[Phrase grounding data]
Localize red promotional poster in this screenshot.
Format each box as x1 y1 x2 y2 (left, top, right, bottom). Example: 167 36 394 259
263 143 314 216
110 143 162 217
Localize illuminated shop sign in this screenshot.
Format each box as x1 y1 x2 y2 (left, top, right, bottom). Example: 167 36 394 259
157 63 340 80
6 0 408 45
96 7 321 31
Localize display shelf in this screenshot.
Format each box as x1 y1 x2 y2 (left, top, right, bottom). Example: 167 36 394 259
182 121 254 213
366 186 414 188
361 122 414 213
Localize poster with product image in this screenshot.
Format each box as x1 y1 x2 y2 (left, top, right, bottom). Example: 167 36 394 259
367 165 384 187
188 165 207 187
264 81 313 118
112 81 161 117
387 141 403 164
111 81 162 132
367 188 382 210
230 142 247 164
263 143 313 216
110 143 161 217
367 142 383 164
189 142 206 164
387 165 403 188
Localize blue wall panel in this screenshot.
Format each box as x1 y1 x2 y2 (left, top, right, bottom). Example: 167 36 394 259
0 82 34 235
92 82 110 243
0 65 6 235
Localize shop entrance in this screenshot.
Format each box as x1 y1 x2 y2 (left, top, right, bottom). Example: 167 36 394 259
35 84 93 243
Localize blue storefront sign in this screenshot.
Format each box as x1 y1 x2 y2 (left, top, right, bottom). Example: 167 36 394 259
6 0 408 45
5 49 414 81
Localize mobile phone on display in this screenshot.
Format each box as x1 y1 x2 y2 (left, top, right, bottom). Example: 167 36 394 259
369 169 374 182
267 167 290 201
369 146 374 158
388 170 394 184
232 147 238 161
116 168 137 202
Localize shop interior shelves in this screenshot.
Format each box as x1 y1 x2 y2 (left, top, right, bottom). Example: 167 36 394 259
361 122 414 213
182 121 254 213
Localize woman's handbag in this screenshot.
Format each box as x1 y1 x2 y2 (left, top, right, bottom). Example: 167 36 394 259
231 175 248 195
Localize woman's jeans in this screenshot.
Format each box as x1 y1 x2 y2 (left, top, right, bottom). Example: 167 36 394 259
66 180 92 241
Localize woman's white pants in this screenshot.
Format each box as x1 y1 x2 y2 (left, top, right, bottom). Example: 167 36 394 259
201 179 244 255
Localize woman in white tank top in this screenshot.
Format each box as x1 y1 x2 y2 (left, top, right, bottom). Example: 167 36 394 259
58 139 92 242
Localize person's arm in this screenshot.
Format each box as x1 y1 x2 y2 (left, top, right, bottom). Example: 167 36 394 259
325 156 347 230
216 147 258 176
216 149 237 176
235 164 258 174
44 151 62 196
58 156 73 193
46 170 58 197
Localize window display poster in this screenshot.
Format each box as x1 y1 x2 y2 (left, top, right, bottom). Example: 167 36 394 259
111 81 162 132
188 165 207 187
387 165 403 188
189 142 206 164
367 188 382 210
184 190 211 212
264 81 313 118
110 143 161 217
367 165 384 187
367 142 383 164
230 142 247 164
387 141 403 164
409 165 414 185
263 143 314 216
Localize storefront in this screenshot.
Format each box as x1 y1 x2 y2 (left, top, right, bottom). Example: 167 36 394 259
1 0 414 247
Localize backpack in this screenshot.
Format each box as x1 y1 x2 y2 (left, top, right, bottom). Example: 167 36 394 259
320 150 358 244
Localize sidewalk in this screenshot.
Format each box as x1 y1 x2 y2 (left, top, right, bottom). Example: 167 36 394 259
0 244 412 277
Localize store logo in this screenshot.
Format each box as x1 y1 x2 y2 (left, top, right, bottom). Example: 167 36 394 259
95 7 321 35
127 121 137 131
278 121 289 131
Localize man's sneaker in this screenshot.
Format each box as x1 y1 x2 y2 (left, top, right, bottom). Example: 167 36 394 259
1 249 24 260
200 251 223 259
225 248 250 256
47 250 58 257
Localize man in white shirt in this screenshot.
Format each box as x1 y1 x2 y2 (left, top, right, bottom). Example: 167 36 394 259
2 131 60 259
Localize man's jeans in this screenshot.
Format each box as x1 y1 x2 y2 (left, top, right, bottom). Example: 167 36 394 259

▶ Aim of the exercise
May I have all of the records repeated exactly?

▶ Your response
Localize red promotional poster in this screenshot.
Format each box as x1 y1 x2 y2 (left, top, right, bottom). Example: 167 36 394 259
263 143 314 216
110 143 162 217
Localize illuminated shop sign in this screenshot.
Format each box as x1 y1 x2 y2 (left, top, right, bottom). Example: 167 36 394 259
157 63 340 80
6 0 408 45
96 7 321 31
Localize display shelf in this screenshot.
Format each box as x1 y1 x2 y2 (left, top, right, bottom). Example: 167 36 394 259
182 121 254 213
366 186 414 188
361 122 414 213
Localize poster with product image in this screenshot.
Format each box as x1 y1 x2 y2 (left, top, right, bottom). Example: 167 36 394 259
367 165 384 187
188 165 207 187
264 81 313 118
112 81 161 117
387 141 403 164
111 81 162 132
367 188 382 210
230 142 247 164
263 143 313 216
110 143 161 217
367 142 383 164
189 142 206 164
387 165 403 188
Localize blue wall panel in this screenshot.
Format each box as x1 y1 x2 y2 (left, top, right, bottom). Example: 167 36 394 259
0 82 34 235
92 82 110 243
0 65 6 235
Localize shop entrance in this screenshot.
Format each box as x1 y1 x2 y2 (left, top, right, bottom). Example: 167 36 394 259
35 84 93 243
Localize blue storefront sign in this screenshot.
Format each box as x1 y1 x2 y2 (left, top, right, bottom). Example: 167 36 394 259
6 0 408 45
5 49 414 81
Localize mobile phone on display in this screenshot.
Format each box as x1 y1 x2 y2 (left, top, right, bottom). Example: 167 36 394 259
369 169 374 182
267 167 290 201
369 146 374 158
388 170 394 184
232 147 238 161
116 168 137 202
Localize shop interior shelves in this screenshot.
Format each box as x1 y1 x2 y2 (left, top, right, bottom). Example: 167 36 394 259
361 122 414 213
182 121 254 213
Localize woman's handbag in this screenshot.
Format each box as x1 y1 x2 y2 (left, top, right, bottom). Example: 167 36 394 259
231 175 248 195
Localize woman's jeans in this screenshot.
Format each box as x1 y1 x2 y2 (left, top, right, bottom). Example: 167 36 394 259
66 180 92 241
Localize woman's white pants in this screenshot.
Format each box as x1 y1 x2 y2 (left, top, right, bottom). Example: 167 36 394 259
201 179 244 255
Localize woman in white tank top in this screenshot.
Format each box as x1 y1 x2 y2 (left, top, right, bottom). Example: 167 36 394 259
58 139 92 242
Localize person's arm in this screenshot.
Format each box as x1 y1 x2 y2 (left, top, right, bottom). Example: 167 36 394 259
325 156 347 230
216 147 258 176
216 149 237 176
235 164 258 174
44 151 62 196
58 156 73 193
46 170 58 197
Localize window display poster in this screenshot.
Format each box as x1 y1 x2 y2 (left, top, right, bottom). Example: 167 36 394 259
111 81 162 132
188 165 207 187
387 165 403 188
189 142 206 164
367 188 382 210
184 190 211 212
264 81 313 118
110 143 161 217
367 165 384 187
367 142 383 164
230 142 247 164
387 141 403 164
409 165 414 185
263 143 314 216
Localize storefront in this screenshot.
Format each box as x1 y1 x2 y2 (left, top, right, bottom). Example: 167 36 394 259
1 0 414 247
Localize backpack in this screenshot.
Format each box as x1 y1 x2 y2 (left, top, right, bottom). Example: 167 36 394 259
320 150 358 244
Localize sidewalk in this screenshot.
Format each box as x1 y1 x2 y2 (left, top, right, bottom). Example: 167 36 394 259
0 244 412 277
Localize store logo in this screenshot.
Format each box as x1 y1 x2 y2 (left, top, right, bottom). Example: 167 36 394 259
95 7 321 35
127 121 137 131
278 121 289 131
Localize man's sneaker in this screenshot.
Format each box as x1 y1 x2 y2 (left, top, right, bottom). Example: 167 36 394 259
1 249 24 260
200 251 223 259
225 248 250 256
47 250 58 257
Localize man in white shirt in this screenshot.
Format each box as x1 y1 x2 y2 (left, top, right, bottom). Example: 167 36 394 259
2 131 60 259
Localize man's jeans in this screenshot.
Format each box as x1 y1 x2 y2 (left, top, right, bottom). Example: 167 36 394 259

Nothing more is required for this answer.